▶ **Material for this task**
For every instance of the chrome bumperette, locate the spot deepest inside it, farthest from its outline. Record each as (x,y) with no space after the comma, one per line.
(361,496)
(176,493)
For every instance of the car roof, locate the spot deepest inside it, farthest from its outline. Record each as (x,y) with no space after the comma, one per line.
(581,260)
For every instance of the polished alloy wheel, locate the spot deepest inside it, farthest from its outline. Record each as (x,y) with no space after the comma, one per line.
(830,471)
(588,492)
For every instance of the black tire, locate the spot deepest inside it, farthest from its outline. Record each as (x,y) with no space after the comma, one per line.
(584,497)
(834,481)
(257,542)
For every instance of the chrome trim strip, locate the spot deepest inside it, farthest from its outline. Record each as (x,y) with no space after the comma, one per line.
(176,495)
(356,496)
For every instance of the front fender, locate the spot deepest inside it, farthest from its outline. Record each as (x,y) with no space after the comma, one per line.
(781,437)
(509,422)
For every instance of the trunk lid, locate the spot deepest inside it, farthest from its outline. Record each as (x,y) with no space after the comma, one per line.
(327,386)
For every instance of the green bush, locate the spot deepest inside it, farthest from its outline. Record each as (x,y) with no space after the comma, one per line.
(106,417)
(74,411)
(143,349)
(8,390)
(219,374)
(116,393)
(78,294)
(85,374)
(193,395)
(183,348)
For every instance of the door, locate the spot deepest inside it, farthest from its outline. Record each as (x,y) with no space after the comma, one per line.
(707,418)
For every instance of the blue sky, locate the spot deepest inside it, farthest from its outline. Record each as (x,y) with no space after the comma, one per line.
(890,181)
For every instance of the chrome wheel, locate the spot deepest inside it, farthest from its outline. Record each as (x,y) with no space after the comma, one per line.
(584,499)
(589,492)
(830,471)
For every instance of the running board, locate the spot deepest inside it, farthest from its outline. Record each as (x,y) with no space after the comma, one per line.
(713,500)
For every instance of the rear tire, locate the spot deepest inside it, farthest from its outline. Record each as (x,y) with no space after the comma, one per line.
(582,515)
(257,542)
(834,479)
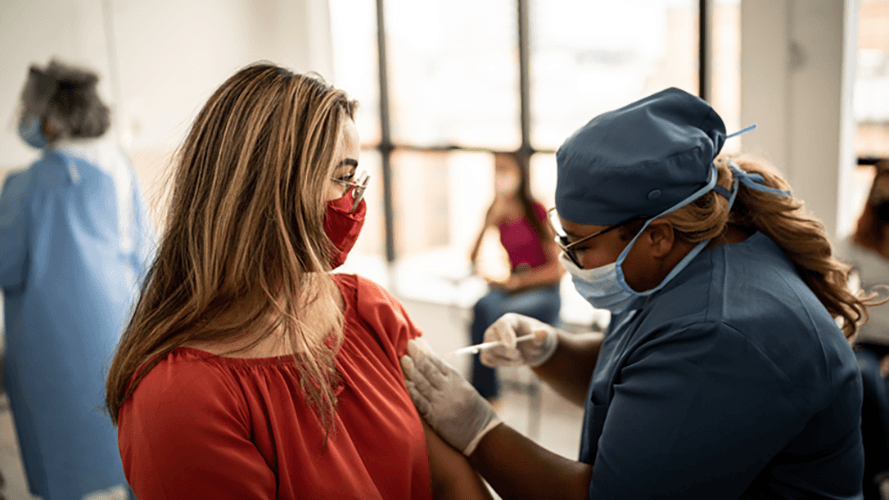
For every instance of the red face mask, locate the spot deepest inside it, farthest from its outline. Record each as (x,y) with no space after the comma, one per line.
(343,227)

▶ **What the task asks**
Copy the data word for word, starting at the line containing "For every instance of the red" and ending at the final line of the data, with both of those lines included.

▶ **Response to the task**
For every instance of the red face mask, locate the spot deepest inside it, farthest from its outline. Record each as (x,y) with no space after the comma, one per line.
(343,227)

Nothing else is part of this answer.